───── ENTRIES SUPPLIED ─────

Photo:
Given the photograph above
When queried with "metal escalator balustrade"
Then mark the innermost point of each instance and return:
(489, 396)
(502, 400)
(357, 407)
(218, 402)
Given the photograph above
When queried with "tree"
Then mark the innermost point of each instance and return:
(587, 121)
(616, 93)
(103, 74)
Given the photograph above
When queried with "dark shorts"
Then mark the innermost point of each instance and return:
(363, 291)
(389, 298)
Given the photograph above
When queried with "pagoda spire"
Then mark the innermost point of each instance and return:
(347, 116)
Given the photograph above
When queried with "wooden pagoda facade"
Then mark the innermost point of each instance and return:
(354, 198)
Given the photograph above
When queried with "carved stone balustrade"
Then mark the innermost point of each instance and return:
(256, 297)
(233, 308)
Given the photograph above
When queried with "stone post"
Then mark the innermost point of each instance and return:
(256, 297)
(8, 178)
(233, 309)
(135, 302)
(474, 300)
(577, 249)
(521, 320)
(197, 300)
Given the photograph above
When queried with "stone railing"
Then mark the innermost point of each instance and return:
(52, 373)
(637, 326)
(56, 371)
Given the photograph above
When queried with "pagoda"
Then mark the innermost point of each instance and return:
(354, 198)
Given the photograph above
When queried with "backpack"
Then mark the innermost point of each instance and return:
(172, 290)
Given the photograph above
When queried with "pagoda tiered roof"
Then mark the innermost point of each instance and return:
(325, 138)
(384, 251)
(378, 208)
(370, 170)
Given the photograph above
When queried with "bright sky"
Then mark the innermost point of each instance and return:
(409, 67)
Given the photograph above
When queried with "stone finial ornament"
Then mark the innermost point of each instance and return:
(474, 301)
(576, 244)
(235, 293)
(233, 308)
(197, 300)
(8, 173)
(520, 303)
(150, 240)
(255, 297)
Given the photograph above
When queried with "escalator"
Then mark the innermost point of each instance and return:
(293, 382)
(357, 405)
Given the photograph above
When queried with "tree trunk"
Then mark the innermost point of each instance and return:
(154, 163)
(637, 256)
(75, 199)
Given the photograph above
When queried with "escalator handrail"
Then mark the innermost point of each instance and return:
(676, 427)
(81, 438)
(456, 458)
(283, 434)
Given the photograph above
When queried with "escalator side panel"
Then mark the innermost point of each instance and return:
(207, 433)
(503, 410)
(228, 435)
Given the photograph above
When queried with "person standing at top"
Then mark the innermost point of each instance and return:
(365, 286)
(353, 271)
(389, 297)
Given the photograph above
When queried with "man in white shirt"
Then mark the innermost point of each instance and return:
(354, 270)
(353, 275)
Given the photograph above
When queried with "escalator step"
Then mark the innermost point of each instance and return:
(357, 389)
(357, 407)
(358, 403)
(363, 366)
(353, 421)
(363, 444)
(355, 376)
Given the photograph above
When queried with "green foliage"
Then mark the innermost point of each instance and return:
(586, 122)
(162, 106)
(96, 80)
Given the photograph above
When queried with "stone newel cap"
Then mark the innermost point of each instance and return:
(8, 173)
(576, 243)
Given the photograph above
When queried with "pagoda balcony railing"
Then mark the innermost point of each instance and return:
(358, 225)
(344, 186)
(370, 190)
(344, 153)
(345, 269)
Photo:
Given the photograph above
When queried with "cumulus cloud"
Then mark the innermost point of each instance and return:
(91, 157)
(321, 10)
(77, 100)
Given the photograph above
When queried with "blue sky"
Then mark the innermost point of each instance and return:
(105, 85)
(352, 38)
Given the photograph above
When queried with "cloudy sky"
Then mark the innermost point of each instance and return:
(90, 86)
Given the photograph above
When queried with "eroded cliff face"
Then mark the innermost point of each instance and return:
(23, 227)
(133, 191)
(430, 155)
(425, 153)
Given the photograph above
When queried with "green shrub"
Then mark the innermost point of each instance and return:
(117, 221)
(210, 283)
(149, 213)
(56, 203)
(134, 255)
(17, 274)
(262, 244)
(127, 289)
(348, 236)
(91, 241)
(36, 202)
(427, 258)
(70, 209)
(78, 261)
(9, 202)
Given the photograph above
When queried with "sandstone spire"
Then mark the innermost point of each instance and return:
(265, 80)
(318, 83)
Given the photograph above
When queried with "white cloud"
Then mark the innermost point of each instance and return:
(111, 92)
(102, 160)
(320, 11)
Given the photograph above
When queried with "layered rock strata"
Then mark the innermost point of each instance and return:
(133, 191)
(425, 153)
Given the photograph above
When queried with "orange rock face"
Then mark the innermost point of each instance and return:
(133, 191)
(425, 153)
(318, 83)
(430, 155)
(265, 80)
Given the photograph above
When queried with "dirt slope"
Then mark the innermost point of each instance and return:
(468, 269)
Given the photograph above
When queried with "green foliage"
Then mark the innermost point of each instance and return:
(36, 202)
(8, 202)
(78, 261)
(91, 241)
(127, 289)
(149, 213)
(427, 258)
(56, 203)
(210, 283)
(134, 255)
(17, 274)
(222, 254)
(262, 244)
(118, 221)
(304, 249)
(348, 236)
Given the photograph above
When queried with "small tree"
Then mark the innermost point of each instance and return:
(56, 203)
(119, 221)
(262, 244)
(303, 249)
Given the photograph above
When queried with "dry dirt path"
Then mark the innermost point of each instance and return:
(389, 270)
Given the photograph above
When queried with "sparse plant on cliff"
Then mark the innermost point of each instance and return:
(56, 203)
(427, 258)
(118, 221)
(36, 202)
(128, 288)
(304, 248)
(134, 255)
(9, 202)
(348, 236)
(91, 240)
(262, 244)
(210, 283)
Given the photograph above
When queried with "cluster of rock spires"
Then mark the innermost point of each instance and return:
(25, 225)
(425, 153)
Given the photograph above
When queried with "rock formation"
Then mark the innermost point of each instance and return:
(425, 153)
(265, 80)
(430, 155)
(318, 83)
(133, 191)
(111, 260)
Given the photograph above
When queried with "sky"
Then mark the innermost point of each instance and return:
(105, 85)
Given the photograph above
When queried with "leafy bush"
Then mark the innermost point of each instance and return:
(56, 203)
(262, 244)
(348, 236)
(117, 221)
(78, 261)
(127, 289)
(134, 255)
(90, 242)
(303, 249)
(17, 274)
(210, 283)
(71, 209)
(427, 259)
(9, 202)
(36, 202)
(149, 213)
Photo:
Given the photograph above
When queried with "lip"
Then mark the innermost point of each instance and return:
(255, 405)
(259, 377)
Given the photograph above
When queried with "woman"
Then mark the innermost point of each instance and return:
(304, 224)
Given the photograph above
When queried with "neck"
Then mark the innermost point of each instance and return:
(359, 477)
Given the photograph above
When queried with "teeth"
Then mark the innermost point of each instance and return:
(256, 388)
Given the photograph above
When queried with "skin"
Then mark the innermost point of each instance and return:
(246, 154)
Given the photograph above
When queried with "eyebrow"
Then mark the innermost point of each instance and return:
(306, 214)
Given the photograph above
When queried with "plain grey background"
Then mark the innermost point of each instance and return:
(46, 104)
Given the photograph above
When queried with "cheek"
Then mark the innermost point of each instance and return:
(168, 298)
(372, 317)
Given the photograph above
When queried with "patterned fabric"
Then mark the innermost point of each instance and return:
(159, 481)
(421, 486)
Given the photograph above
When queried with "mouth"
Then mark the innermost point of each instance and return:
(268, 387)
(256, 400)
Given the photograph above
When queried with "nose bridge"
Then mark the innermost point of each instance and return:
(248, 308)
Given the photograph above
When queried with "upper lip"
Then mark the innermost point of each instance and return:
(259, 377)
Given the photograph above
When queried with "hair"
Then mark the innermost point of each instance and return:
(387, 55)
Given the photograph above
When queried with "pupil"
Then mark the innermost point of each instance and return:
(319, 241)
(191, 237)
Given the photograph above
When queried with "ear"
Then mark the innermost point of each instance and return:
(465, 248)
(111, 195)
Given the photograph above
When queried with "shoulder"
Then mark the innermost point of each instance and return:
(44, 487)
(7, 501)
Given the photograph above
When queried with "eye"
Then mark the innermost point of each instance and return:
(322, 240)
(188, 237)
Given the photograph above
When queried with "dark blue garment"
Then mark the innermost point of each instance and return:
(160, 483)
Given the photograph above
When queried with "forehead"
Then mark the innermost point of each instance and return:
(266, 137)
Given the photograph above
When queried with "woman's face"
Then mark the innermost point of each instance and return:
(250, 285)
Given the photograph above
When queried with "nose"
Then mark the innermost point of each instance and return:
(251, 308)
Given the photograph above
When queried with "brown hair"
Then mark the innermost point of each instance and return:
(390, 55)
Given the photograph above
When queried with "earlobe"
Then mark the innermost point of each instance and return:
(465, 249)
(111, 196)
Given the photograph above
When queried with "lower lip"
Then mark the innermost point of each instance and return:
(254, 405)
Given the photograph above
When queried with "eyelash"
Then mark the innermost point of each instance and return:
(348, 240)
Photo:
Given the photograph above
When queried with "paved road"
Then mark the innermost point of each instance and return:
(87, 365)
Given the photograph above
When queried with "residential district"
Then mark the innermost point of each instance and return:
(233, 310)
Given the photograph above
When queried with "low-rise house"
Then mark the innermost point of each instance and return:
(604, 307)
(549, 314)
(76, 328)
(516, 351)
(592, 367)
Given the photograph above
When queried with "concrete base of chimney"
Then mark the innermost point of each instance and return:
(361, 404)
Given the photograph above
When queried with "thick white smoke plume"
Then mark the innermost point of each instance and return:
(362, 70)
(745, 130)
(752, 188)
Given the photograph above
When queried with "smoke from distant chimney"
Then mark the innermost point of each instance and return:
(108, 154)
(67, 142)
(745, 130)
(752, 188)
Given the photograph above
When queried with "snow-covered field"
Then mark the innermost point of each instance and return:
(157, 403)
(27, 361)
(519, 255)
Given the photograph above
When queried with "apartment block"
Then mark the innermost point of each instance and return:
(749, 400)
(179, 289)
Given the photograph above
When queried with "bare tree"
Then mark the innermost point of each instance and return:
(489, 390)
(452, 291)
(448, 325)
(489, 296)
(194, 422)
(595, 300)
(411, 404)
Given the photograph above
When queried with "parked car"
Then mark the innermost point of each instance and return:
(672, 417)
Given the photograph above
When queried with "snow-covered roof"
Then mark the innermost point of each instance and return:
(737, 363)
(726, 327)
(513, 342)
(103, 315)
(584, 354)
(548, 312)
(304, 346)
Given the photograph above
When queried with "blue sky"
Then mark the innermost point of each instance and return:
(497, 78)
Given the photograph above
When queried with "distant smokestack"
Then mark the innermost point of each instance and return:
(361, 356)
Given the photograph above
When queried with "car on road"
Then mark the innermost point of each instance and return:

─────

> [EXERCISE OBJECTIVE] Count the lines of the records that contain the word "pagoda" and give only that number.

> [ANSWER] 5